Take down each entry exactly as written.

>> start

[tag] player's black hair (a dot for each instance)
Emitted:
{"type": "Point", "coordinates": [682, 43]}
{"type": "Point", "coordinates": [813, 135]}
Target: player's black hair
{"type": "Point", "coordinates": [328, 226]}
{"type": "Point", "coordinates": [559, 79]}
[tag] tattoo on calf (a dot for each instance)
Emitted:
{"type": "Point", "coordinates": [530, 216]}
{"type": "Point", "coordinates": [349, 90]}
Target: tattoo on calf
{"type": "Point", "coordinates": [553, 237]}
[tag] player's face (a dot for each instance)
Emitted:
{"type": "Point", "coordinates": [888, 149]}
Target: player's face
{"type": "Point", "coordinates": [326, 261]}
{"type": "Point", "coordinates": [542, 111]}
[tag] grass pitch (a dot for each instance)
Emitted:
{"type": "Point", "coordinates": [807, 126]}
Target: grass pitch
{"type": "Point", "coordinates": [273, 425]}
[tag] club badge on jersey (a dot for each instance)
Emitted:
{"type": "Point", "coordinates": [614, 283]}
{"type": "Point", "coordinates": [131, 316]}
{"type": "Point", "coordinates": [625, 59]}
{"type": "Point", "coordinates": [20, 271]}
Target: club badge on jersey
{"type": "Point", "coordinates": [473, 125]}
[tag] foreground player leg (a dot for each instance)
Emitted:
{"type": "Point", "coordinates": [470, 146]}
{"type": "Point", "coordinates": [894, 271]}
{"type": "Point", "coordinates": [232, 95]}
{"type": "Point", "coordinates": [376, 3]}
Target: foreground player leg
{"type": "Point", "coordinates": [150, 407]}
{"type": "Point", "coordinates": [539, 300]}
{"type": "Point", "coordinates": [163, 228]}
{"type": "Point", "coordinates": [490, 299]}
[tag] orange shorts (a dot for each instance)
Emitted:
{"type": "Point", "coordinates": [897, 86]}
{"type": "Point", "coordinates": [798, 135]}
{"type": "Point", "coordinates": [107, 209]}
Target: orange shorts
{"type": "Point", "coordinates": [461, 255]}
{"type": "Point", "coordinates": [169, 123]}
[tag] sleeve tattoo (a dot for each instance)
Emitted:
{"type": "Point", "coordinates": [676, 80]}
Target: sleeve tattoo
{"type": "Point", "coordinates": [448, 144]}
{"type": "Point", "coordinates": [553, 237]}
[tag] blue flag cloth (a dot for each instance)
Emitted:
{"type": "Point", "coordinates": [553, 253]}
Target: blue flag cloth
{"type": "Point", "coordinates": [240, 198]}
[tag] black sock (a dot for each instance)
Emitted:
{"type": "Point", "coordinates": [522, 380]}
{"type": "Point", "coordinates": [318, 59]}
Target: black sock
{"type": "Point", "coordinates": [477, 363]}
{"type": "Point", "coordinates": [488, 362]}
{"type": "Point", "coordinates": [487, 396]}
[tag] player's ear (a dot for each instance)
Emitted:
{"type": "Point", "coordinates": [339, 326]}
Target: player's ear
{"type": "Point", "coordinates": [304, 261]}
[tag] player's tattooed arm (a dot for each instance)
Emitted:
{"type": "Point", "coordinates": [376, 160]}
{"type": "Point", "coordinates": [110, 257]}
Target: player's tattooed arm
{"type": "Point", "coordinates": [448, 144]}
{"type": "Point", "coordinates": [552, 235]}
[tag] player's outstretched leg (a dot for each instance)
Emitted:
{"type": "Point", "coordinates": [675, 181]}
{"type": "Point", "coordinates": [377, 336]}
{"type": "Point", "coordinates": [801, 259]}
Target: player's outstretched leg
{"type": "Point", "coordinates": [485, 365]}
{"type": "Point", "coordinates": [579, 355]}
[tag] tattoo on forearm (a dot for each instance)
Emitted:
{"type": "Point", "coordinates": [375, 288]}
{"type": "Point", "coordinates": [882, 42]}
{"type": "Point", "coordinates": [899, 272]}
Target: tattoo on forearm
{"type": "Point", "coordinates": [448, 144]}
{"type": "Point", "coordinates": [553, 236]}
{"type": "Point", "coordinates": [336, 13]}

>> end

[Finished task]
[tag] player's black hair (a dot for each instance)
Emitted:
{"type": "Point", "coordinates": [682, 43]}
{"type": "Point", "coordinates": [813, 135]}
Target: player's black hair
{"type": "Point", "coordinates": [328, 226]}
{"type": "Point", "coordinates": [559, 79]}
[tag] tattoo on calf (a dot for each instance)
Emitted:
{"type": "Point", "coordinates": [530, 216]}
{"type": "Point", "coordinates": [349, 90]}
Target: tattoo on calf
{"type": "Point", "coordinates": [553, 237]}
[tag] player's face (a dot for each instance)
Emitted:
{"type": "Point", "coordinates": [888, 149]}
Target: player's face
{"type": "Point", "coordinates": [326, 261]}
{"type": "Point", "coordinates": [542, 111]}
[tag] grass pitch (a dot for each instance)
Emitted:
{"type": "Point", "coordinates": [807, 126]}
Target: grass pitch
{"type": "Point", "coordinates": [273, 425]}
[tag] club badge on jersey (a dot for each instance)
Emitted:
{"type": "Point", "coordinates": [614, 283]}
{"type": "Point", "coordinates": [131, 316]}
{"type": "Point", "coordinates": [625, 59]}
{"type": "Point", "coordinates": [20, 271]}
Target: club badge on jersey
{"type": "Point", "coordinates": [473, 125]}
[tag] foreground player leg (a dot for each instance)
Emitted:
{"type": "Point", "coordinates": [470, 146]}
{"type": "Point", "coordinates": [894, 271]}
{"type": "Point", "coordinates": [232, 95]}
{"type": "Point", "coordinates": [376, 3]}
Target: foreground player leg
{"type": "Point", "coordinates": [150, 407]}
{"type": "Point", "coordinates": [539, 300]}
{"type": "Point", "coordinates": [163, 228]}
{"type": "Point", "coordinates": [490, 299]}
[tag] orange shorts (a dot for each instance)
Emitted:
{"type": "Point", "coordinates": [897, 86]}
{"type": "Point", "coordinates": [798, 135]}
{"type": "Point", "coordinates": [107, 209]}
Target: orange shorts
{"type": "Point", "coordinates": [461, 255]}
{"type": "Point", "coordinates": [169, 123]}
[tag] sleeve tattoo (a dot for each instance)
Emitted:
{"type": "Point", "coordinates": [676, 80]}
Target: sleeve tattoo
{"type": "Point", "coordinates": [448, 144]}
{"type": "Point", "coordinates": [553, 237]}
[tag] blue flag cloth (a dot for each instance)
Emitted:
{"type": "Point", "coordinates": [553, 253]}
Target: blue flag cloth
{"type": "Point", "coordinates": [240, 198]}
[tag] black sock (a dot for each instance)
Emitted:
{"type": "Point", "coordinates": [522, 380]}
{"type": "Point", "coordinates": [318, 59]}
Target: black sock
{"type": "Point", "coordinates": [477, 363]}
{"type": "Point", "coordinates": [488, 362]}
{"type": "Point", "coordinates": [487, 396]}
[tag] player's ear (a dot for each instance)
Emitted:
{"type": "Point", "coordinates": [339, 326]}
Target: player's ear
{"type": "Point", "coordinates": [304, 261]}
[tag] player's tattooed arm (a dot for each instance)
Emitted:
{"type": "Point", "coordinates": [376, 160]}
{"type": "Point", "coordinates": [110, 257]}
Target: player's tattooed arm
{"type": "Point", "coordinates": [448, 144]}
{"type": "Point", "coordinates": [552, 235]}
[tag] player's outstretched leg (a dot for each instance)
Emitted:
{"type": "Point", "coordinates": [675, 181]}
{"type": "Point", "coordinates": [377, 336]}
{"type": "Point", "coordinates": [801, 259]}
Target: player's outstretched leg
{"type": "Point", "coordinates": [485, 365]}
{"type": "Point", "coordinates": [579, 355]}
[tag] tattoo on forearm (a dot for each instance)
Emitted:
{"type": "Point", "coordinates": [375, 288]}
{"type": "Point", "coordinates": [882, 42]}
{"type": "Point", "coordinates": [899, 272]}
Target: tattoo on forearm
{"type": "Point", "coordinates": [448, 144]}
{"type": "Point", "coordinates": [553, 236]}
{"type": "Point", "coordinates": [336, 13]}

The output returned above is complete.